With these observations in mind, the geographical concepts in Galatians 4:25-26 can be summarized as follows:

1) Mount Sinai was in the Arabia of Paul’s day.

2) Sustoicheo: Jerusalem and Mount Sinai were on the same line of latitude or longitude.

3) Ano: Jerusalem was north of Mount Sinai.

4) The north-south relationship puts Jerusalem and Mount Sinai on a similar meridian of longitude.

Plotting Paul’s location for Mount Sinai

The map in Figure 5 shows the 35-15’ E longitude meridian that passes just east of the Old City of Jerusalem. Moving southward, the line crosses the mountains of western Jordan, the ancient place of Mount Seir. Long before the Exodus, this region was synonymous with Edom, land that had been divinely granted to Esau, the brother of Jacob (Israel). Several arguments exist for not placing Mount Sinai in Edom, among them the biblical injunction that Esau’s territory was not to be violated by the Israelites.

Figure 4. The Jerusalem Meridian of Longitude. Galatians 4:25-26 implies that Mount Sinai and Jerusalem were located on or near the same meridian. Eastern Jerusalem is at about 35 degrees-15 minutes (35-15') E longitude. The peak of Jabal al Lawz is 215 miles south at 35-18.25’E, about 3.5 miles (5.7 km) east of that meridian. Jabal al Lawz, the tallest mountain in N.W. Saudi Arabia, is associated with the classical domain of ancient Midian.

Figure 5 The Jerusalem Meridian of Longitude. Galatians 4:25-26 implies that Mount Sinai and Jerusalem were located on or near the same meridian. Eastern Jerusalem is at about 35 degrees-15 minutes (35-15′) E longitude. The peak of Jabal al Lawz is 215 miles south at 35-18.25’ E, about 3.5 miles (5.7 km) east of that meridian. Jabal al Lawz, the tallest mountain in N.W. Saudi Arabia, is not necessarily within the classical domain of ancient Midian, but nearby.

Rejecting Mount Seir in ancient Edom as a site for Mount Sinai, the meridian eventually comes to the Jabal al-Lawz range, about 215 miles south of Jerusalem. Towering above the other ridges comprising the Lawz range, its 8,000+ foot peak makes it the tallest mountain in northwest Saudi Arabia.

The main Jabal al-Lawz peak is at longitude 35-18.25’ E. The longitude of the Eastern Gate of the Old City of Jerusalem is 35-14.25’ E. The four-minute difference in longitude puts the Lawz peak about 4 miles (7 km) further east. This relationship is uncanny in light of the geographical implications of Paul’s sustoicheo.

The Jewish historian Josephus (ca. 37-100 AD) observed that Mount Sinai was “the highest of all mountains that are in that country” (Josephus 1960, 70). If Josephus’ information about Mount Sinai is accurate, his description agrees well with the elevations of the Jabal al-Lawz range.

- **Dataset excerpts**
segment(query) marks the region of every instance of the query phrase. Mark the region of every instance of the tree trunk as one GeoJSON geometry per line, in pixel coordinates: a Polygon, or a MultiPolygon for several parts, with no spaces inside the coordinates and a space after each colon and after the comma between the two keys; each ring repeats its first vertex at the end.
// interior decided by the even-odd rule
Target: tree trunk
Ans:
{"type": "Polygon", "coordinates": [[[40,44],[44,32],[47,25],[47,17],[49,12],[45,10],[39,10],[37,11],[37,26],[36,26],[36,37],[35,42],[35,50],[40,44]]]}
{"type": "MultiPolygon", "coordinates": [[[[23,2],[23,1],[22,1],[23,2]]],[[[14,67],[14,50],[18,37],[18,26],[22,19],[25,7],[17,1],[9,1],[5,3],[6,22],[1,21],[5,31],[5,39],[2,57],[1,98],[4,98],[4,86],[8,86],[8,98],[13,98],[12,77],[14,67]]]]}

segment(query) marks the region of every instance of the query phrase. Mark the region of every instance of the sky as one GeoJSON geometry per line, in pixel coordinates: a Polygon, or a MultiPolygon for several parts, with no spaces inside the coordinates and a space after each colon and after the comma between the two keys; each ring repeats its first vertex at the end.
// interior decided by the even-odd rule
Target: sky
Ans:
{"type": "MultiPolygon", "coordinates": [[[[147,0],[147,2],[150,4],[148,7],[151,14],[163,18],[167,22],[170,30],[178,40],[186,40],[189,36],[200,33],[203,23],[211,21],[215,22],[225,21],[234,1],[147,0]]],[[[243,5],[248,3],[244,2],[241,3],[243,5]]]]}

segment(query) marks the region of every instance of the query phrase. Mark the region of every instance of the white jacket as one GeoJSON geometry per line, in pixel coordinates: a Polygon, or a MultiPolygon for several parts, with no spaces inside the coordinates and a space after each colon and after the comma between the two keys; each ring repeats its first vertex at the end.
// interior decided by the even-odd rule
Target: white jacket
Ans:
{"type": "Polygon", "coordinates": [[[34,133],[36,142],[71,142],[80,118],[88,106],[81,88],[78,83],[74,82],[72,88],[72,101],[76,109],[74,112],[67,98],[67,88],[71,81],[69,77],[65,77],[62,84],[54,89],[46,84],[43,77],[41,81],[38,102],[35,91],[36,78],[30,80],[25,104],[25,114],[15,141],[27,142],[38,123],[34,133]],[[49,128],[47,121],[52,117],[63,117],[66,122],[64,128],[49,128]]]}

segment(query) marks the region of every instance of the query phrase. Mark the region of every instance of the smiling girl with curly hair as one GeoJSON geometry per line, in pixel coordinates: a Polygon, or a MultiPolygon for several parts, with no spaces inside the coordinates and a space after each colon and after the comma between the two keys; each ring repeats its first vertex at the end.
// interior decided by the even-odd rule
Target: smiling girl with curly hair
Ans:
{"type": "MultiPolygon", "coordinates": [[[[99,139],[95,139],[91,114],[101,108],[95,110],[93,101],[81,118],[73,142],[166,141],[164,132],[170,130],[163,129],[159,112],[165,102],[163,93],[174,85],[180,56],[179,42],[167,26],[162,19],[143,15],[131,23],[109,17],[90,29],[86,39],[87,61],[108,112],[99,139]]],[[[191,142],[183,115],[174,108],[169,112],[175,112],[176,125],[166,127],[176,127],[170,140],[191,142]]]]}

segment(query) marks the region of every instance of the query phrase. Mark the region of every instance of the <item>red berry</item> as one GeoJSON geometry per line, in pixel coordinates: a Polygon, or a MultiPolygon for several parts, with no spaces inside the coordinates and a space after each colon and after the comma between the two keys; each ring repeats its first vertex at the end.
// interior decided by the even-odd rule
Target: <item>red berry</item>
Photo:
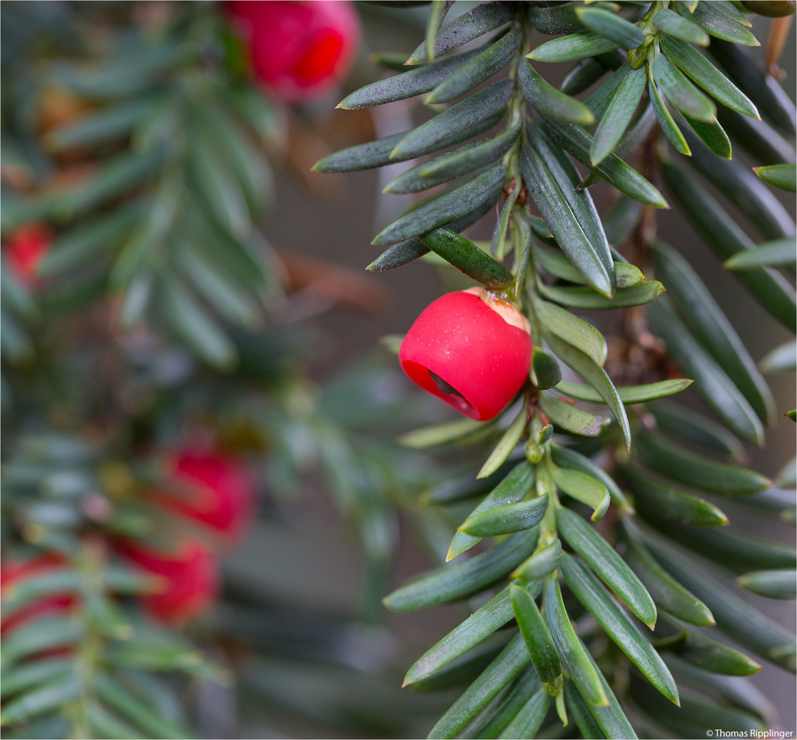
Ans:
{"type": "Polygon", "coordinates": [[[128,541],[120,550],[148,575],[158,576],[160,589],[142,597],[144,609],[159,621],[179,625],[206,611],[219,591],[213,551],[201,540],[184,540],[175,551],[128,541]]]}
{"type": "Polygon", "coordinates": [[[159,503],[230,540],[238,539],[254,515],[254,481],[241,463],[218,452],[183,452],[169,463],[175,494],[159,503]]]}
{"type": "MultiPolygon", "coordinates": [[[[0,566],[0,593],[7,598],[15,584],[34,576],[57,570],[64,565],[64,558],[54,554],[38,555],[26,560],[3,560],[0,566]]],[[[25,622],[40,617],[63,614],[71,611],[75,597],[71,593],[53,594],[36,599],[22,609],[14,611],[0,621],[0,632],[14,629],[25,622]]]]}
{"type": "Polygon", "coordinates": [[[528,322],[481,288],[447,293],[424,309],[398,352],[404,372],[460,413],[486,421],[528,377],[528,322]]]}
{"type": "Polygon", "coordinates": [[[229,7],[249,42],[255,76],[284,100],[323,96],[351,67],[360,27],[347,0],[233,0],[229,7]]]}
{"type": "Polygon", "coordinates": [[[37,284],[39,265],[52,244],[49,227],[38,222],[20,226],[8,237],[9,266],[26,285],[33,288],[37,284]]]}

- **Given exercise**
In the Mount Sinai passage, how did Josephus describe Mount Sinai? Rely only on the Mount Sinai passage.

- **Result for this exercise**
He described it as "the highest of all mountains that are in that country."